## [TAREFA SOLICITADA 1]
Liste todas as pessoas mencionadas pelo nome no trecho sobre o PT abaixo.

Lembram-se acaso do PT, de seus nobres causas e propostas quando na oposição? Se nem todas foram acertadas – ressaltam neste capítulo a negação da assinatura da Constituição de cinco de outubro de 1988 e a histérica campanha contra o Plano Real – haveria então partido político mais aguerrido e mais ético ? Podia-se, decerto, discordar do Partido dos Trabalhadores, mas seus militantes se empenhavam no bom combate, seja, v.g., contra os trezentos picaretas no Congresso, seja contra os malefícios do coronel José Sarney no seu vice-reinado do Maranhão.
Quando Luiz Inácio Lula da Silva ascendeu ao mando, com a sua campanha de paz e amor, se em termos econômico-financeiros teve o bom senso de desdizer os intuitos pregressos e adequar-se às conquistas da administração anterior – e crédito seja dado não só ao líder histórico, mas também aos gestores Antonio Palocci e Henrique Meirelles – os anos posteriores mostrariam que o poder seria pernicioso para o P.T.
Quem acaso esqueceu a imagem da aceitação displicente de propina de três mil reais por Maurício Marinho, dirigente da ECT (Correios) e militante do PTB ? Emblemática da corrupção invasiva, a exposição logo se transmutaria na crise do mensalão, que abalou as estruturas do poder petista, e que demandou o sacrifício propiciatório do Chefe da Casa Civil, José Dirceu, que teve não só de renunciar ao seu “governo”, mas não tardaria em ser cassado por uma Câmara assustada ?
A pergunta que hoje acossa a muito militante sincero do P.T.: por que se evaporou tão rápido o caráter ético do Partido ? Não há negar que ainda nele existam aqueles que vêem com nostalgia o comportamento anterior, mas tampouco alguém se atreveria a dizer que tudo continua como dantes, nos bons tempos de oposição de princípio ?
Por onde anda a chamada faxina ética? Malgrado D. Dilma com ela lidasse de forma ambígua, enjeitando-lhe o propósito moralizante, mas aceitando os pontos nas pesquisas, a estranha dissociação se confirmaria quando da manutenção do mui amigo Ministro Fernando Pimentel.

## [TAREFA SOLICITADA 2]
Por favor, reproduza literalmente as linhas das entradas abaixo, da linha que contém "find the yellow" até a linha que contém "Query: yellow parking line", incluindo as duas.

## [MATERIAL]
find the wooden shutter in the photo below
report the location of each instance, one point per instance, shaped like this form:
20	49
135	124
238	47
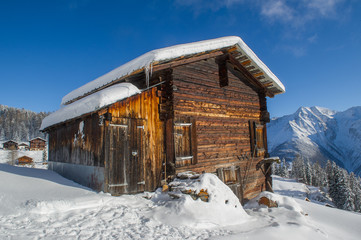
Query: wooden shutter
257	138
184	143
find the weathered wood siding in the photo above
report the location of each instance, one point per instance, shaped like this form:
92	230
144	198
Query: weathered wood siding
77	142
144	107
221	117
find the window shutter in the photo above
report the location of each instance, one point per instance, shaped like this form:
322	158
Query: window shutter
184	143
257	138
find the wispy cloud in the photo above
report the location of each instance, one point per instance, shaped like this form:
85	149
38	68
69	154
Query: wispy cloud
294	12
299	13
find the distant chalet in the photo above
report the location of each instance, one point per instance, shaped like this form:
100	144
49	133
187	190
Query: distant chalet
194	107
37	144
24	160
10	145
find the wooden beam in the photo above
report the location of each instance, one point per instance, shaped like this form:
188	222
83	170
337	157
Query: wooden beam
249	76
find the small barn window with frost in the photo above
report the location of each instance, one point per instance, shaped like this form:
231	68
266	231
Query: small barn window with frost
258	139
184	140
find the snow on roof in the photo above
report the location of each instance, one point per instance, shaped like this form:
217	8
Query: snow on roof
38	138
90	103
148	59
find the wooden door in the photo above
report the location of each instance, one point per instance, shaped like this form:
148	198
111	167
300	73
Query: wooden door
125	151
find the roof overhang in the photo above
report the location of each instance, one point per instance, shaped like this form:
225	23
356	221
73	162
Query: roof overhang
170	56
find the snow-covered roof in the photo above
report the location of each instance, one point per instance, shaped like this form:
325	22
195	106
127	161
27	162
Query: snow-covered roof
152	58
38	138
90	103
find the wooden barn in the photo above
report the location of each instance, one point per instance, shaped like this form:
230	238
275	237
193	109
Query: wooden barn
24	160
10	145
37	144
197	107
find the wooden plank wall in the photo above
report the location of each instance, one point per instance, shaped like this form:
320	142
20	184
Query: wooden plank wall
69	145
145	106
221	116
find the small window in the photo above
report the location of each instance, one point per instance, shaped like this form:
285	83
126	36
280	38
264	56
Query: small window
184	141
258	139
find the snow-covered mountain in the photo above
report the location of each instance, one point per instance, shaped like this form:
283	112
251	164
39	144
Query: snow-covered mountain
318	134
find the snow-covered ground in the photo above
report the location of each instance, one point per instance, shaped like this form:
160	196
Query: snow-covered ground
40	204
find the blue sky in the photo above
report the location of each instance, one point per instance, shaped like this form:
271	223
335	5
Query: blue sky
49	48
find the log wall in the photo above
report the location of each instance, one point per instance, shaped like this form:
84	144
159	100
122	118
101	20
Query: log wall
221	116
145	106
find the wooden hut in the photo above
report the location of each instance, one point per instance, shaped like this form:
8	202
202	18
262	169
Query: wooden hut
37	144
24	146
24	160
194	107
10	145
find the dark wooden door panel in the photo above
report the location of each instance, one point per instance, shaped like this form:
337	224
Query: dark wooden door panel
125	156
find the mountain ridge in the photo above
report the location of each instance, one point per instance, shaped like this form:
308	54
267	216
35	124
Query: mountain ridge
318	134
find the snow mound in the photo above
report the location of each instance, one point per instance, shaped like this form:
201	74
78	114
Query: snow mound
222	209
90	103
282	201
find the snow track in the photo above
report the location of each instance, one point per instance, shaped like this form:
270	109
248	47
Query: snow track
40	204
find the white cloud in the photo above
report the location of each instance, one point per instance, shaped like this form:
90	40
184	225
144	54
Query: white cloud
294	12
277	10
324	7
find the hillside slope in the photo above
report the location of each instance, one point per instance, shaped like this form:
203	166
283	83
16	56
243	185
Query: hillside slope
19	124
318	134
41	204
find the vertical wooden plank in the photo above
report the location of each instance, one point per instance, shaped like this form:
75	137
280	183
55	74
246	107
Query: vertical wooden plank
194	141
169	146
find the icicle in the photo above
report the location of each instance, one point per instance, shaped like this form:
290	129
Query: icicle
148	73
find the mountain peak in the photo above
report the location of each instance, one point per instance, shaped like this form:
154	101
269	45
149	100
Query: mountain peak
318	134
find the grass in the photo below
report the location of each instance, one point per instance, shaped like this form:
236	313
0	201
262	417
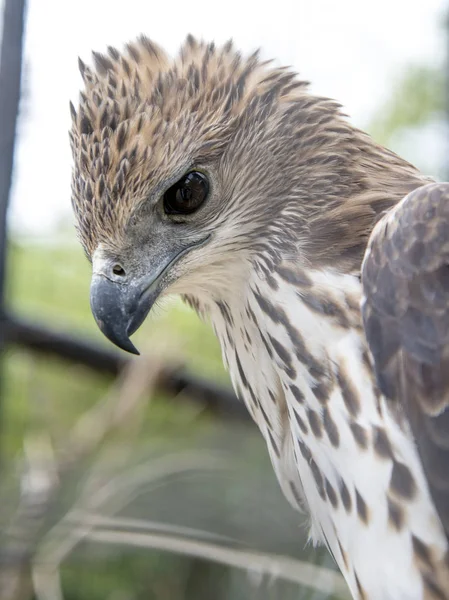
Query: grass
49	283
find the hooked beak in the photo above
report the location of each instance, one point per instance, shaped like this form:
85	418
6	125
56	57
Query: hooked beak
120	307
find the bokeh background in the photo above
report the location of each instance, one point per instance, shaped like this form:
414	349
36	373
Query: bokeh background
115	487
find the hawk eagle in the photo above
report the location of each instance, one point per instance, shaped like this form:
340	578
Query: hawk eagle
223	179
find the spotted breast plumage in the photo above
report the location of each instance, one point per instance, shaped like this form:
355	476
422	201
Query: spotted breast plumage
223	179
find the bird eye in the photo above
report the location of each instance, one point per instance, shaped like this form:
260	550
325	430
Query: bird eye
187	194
--
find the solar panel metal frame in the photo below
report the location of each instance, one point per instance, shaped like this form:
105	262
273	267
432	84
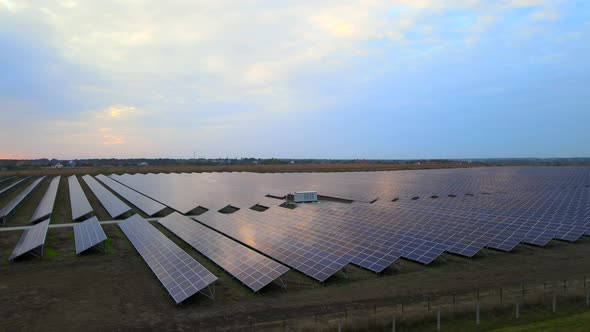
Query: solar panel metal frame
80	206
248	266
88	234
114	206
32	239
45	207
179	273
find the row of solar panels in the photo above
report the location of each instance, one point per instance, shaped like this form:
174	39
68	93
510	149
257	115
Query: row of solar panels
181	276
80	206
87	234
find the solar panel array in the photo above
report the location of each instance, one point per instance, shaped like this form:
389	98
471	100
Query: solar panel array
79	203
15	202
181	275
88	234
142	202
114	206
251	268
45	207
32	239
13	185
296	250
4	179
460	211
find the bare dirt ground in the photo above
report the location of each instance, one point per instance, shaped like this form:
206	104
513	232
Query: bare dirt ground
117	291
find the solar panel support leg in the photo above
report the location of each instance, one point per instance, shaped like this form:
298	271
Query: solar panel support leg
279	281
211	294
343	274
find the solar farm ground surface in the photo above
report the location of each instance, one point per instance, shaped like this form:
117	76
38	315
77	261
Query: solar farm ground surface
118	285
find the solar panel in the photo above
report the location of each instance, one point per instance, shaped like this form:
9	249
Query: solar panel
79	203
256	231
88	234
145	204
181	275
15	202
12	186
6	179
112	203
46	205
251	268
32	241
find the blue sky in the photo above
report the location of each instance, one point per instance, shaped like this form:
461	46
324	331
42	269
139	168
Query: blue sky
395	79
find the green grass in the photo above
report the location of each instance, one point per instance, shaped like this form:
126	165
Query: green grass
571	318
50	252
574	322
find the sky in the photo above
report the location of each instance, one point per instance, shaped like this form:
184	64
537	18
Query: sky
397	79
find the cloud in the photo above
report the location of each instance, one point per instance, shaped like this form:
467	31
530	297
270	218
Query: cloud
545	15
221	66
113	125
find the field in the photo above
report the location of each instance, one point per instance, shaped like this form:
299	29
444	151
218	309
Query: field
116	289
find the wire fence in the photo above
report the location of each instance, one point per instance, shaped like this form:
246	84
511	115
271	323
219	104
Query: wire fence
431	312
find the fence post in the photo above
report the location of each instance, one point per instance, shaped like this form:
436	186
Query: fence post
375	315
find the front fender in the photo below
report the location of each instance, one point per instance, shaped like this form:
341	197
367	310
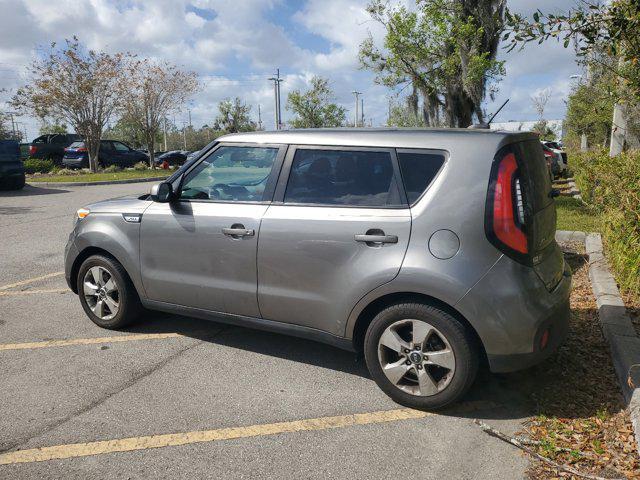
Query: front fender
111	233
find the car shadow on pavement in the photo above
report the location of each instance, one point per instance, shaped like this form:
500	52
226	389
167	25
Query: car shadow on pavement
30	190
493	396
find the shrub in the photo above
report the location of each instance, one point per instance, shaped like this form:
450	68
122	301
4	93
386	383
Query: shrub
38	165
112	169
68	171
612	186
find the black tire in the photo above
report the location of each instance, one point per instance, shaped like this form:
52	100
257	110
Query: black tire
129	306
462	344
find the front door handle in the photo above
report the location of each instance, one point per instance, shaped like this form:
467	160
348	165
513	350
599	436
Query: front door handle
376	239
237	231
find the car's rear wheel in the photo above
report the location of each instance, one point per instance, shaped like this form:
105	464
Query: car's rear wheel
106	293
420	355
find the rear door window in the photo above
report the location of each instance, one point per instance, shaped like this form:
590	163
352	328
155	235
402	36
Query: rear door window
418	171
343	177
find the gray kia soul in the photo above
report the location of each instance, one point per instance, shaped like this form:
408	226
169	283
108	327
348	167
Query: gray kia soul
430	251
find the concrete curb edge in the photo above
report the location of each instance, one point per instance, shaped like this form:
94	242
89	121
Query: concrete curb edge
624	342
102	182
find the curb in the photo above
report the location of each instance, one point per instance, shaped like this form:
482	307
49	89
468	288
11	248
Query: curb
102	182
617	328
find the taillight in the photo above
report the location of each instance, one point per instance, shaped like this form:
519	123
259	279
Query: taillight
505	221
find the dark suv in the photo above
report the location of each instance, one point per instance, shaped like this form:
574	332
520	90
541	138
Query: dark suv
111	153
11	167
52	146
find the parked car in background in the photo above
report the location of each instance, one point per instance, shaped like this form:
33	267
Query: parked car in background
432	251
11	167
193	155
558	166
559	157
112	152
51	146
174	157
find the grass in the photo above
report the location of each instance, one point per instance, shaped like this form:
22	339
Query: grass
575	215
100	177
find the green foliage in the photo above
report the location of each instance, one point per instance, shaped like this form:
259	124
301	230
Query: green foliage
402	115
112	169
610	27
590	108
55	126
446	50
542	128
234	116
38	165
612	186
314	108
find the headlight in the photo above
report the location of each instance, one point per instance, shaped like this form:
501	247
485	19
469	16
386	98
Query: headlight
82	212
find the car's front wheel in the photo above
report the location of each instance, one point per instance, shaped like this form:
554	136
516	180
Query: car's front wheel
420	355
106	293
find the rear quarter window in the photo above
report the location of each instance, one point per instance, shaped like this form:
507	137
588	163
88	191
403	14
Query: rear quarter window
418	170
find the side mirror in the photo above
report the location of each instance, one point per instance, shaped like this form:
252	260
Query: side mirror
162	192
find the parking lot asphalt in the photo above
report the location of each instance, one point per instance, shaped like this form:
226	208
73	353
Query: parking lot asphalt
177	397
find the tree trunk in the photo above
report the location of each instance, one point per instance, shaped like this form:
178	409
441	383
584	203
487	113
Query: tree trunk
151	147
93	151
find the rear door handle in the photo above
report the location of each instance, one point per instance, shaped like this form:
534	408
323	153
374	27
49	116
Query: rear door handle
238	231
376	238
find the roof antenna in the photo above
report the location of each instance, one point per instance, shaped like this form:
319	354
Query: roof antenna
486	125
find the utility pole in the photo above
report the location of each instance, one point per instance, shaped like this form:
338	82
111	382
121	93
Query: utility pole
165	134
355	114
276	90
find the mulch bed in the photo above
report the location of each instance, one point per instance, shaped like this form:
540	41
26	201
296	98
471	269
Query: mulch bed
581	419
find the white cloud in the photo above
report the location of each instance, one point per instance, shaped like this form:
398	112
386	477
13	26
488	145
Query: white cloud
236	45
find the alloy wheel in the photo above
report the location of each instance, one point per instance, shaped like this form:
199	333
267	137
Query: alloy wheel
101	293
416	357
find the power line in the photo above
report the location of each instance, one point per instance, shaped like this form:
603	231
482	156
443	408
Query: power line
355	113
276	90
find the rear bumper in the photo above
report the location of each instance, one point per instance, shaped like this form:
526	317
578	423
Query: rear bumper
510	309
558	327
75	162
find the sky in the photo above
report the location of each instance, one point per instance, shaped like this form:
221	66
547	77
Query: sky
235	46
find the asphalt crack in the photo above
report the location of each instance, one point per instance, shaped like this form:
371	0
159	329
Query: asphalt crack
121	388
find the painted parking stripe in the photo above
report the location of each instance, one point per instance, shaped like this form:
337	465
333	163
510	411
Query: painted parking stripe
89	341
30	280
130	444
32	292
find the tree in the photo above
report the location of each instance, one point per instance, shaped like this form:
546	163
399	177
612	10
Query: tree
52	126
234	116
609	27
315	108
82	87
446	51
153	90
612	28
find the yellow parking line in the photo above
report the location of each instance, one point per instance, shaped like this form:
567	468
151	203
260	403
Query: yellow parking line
--
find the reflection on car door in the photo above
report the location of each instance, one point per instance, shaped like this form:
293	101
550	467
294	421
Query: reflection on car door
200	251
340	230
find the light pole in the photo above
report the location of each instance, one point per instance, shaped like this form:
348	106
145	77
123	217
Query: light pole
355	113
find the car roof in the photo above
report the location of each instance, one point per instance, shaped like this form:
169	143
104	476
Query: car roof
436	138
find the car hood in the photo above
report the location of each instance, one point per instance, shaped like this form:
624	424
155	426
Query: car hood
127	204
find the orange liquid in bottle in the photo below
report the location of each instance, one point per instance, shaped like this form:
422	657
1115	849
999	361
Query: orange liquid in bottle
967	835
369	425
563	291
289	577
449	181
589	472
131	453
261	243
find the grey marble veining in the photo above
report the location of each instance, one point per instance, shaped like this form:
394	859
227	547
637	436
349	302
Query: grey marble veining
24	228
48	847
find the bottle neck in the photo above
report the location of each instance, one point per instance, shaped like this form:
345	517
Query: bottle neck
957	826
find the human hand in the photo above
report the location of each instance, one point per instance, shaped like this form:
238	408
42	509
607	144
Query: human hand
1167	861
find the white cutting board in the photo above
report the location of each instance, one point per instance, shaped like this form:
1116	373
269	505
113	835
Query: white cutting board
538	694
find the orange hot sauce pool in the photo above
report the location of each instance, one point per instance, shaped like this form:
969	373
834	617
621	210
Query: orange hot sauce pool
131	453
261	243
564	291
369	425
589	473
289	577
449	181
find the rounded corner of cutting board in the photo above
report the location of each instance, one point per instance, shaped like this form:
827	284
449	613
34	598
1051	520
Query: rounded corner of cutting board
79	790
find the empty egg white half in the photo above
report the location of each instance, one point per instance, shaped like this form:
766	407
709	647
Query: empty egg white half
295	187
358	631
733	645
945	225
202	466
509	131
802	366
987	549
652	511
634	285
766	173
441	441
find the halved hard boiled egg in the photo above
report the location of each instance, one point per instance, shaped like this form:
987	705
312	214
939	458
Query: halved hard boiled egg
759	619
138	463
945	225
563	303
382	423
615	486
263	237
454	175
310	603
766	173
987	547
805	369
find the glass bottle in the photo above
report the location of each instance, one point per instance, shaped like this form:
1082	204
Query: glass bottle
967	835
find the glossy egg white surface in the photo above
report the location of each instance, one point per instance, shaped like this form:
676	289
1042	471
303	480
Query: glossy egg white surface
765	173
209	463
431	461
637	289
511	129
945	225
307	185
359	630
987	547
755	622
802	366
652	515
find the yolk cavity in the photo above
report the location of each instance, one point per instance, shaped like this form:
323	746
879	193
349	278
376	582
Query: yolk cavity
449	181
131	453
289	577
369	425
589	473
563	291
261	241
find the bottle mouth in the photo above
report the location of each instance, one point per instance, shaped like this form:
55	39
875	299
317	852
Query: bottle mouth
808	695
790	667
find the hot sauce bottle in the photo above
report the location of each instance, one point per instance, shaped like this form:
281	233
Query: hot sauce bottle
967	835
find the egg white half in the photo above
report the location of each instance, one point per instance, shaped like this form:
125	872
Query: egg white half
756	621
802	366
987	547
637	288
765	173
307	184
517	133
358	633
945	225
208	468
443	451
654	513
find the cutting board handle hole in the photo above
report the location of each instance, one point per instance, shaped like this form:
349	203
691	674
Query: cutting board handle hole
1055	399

## [RESPOSTA CORRETA 1]
Luiz Inácio Lula da Silva
José Sarney
Antonio Palocci
Henrique Meirelles
Maurício Marinho
José Dirceu
Dilma
Fernando Pimentel

## [RESPOSTA CORRETA 2]
find the yellow parking line in the photo above
report the location of each instance, one point per instance, shaped like this form:
567	468
151	203
260	403
Query: yellow parking line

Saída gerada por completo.